**REQUIREMENT**
Wherever "poppy" appears in a line of the listing, report that line.

**RECORDS SHOWN**
=== Begin Enclosure ===

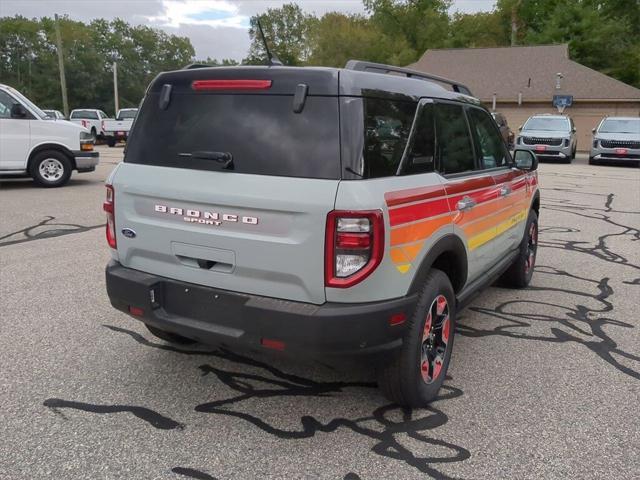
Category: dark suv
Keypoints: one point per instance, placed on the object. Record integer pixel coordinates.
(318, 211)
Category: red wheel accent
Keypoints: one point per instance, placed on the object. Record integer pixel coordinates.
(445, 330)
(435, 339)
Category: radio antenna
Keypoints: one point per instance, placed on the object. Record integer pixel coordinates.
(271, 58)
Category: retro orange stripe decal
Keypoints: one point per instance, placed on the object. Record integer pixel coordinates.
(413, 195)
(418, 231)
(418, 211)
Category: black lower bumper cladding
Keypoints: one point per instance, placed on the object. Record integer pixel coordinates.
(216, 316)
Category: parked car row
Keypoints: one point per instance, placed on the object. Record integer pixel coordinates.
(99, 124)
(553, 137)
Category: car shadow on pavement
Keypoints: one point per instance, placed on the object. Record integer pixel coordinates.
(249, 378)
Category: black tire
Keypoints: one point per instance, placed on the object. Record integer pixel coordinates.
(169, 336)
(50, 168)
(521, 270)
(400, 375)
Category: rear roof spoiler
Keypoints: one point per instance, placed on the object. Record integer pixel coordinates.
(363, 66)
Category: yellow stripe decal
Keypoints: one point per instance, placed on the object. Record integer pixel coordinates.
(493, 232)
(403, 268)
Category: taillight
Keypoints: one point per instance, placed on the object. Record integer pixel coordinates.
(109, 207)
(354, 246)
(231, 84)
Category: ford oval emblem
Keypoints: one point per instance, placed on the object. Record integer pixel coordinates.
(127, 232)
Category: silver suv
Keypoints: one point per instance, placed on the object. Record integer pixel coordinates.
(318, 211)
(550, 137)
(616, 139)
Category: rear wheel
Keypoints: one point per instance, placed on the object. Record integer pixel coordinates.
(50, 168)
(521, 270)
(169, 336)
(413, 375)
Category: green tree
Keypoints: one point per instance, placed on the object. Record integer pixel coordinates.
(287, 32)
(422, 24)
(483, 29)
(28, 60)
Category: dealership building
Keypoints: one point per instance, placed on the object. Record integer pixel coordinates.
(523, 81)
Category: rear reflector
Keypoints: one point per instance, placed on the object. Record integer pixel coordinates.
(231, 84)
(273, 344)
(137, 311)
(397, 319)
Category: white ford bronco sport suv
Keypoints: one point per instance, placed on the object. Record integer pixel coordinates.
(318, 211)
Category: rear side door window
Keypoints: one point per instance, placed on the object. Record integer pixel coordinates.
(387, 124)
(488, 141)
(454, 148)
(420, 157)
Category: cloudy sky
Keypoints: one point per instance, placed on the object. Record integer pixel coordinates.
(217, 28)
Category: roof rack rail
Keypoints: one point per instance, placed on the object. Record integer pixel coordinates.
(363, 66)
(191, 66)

=== End Enclosure ===
=== Begin Enclosure ===

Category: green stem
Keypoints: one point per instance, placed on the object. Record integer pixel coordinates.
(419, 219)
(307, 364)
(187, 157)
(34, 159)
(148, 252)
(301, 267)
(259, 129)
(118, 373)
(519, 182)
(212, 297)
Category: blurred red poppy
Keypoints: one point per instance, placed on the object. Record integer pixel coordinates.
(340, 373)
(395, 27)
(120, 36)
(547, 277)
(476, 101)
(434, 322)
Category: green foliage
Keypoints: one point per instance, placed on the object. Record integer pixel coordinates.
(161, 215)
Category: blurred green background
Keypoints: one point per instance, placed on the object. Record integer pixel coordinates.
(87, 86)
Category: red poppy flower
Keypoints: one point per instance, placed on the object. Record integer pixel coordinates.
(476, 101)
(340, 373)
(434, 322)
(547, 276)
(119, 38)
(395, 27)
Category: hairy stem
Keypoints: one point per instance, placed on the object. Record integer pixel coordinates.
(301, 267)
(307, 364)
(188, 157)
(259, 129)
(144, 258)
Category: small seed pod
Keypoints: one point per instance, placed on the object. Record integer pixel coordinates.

=== End Enclosure ===

**RESULT OF THIS EXERCISE**
Category: blurred red poppy
Category: red poppy flower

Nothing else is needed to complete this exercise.